▸ **Dataset entries**

━━━━━━

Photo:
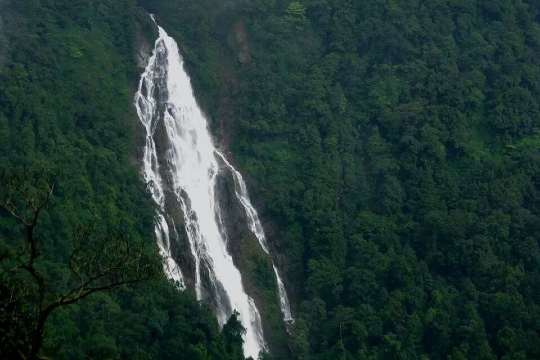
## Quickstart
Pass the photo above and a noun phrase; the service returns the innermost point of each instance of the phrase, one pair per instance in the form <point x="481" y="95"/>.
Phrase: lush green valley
<point x="392" y="148"/>
<point x="66" y="117"/>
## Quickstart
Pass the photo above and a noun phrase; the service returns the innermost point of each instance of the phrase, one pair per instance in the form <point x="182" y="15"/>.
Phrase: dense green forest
<point x="66" y="116"/>
<point x="392" y="148"/>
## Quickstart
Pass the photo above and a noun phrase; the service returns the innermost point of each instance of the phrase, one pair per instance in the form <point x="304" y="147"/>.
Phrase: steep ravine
<point x="175" y="128"/>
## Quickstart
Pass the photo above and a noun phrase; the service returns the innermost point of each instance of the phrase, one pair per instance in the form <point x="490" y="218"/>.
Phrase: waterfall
<point x="180" y="166"/>
<point x="256" y="228"/>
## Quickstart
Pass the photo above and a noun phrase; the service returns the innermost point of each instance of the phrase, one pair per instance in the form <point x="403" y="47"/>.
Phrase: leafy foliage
<point x="66" y="89"/>
<point x="393" y="148"/>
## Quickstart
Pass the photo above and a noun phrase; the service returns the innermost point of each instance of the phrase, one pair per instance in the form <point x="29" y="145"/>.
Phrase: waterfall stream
<point x="180" y="166"/>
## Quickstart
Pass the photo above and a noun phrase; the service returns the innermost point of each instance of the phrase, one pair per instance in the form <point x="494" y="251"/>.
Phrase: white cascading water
<point x="256" y="228"/>
<point x="165" y="101"/>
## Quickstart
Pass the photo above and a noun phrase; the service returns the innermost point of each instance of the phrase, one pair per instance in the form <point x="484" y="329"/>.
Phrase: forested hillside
<point x="394" y="148"/>
<point x="66" y="119"/>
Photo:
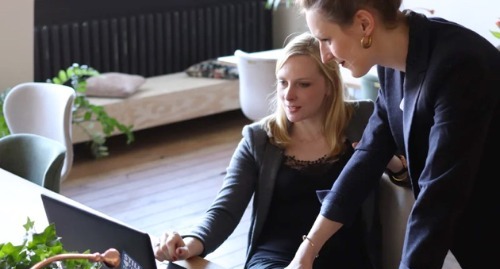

━━━━━━

▸ **What to work on**
Print the records above verbatim, pictures excluded.

▸ **Output for this task**
Photo:
## Quickstart
Pass the photo above and a noun phrase; the service returns the innermost point of each instance of the phrase, one pair per instance in the form <point x="481" y="95"/>.
Phrase: lush green valley
<point x="392" y="148"/>
<point x="66" y="117"/>
## Quickstart
Pass the photo above and a noun phrase; the service returns the innermost point of each instance of the phrase, one pair per instance in the form <point x="182" y="15"/>.
Phrase: dense green forest
<point x="66" y="116"/>
<point x="392" y="148"/>
## Quickstart
Pass the photo above and a noun phrase; the service returns the innermost point of each instance of the phrase, one pair per instance in the form <point x="304" y="147"/>.
Phrase: steep ravine
<point x="175" y="128"/>
## Quickstart
Pass the photo above and a noun phrase; the service returns the innermost point of each instance of the phrase, one pair per instance in the form <point x="490" y="218"/>.
Phrase: waterfall
<point x="180" y="166"/>
<point x="256" y="228"/>
## Quickstart
Pass the photo above and a noun phrase; the service returns the innermost point of each instance of the phrase, one pair per instance in the form <point x="403" y="47"/>.
Phrase: leafy foliage
<point x="66" y="89"/>
<point x="393" y="148"/>
## Quickstart
Pass the photo above and a noun phrase; the service returns the innermost point of each instance of the phrase, one pair per instance in the form <point x="29" y="145"/>.
Phrase: waterfall stream
<point x="180" y="166"/>
## Quickstart
Pass the photo above and a noun phrase; the service returns the innermost point of each instance of the phrase, one pair per instance in the form <point x="494" y="251"/>.
Phrase: white cascading water
<point x="256" y="228"/>
<point x="165" y="101"/>
## Quickstart
Pass the photo above and a noun phrase; the service returns the innermost point of each instance of the phrase, one pair per instance in the form <point x="484" y="329"/>.
Phrase: forested hillside
<point x="394" y="148"/>
<point x="66" y="119"/>
Photo:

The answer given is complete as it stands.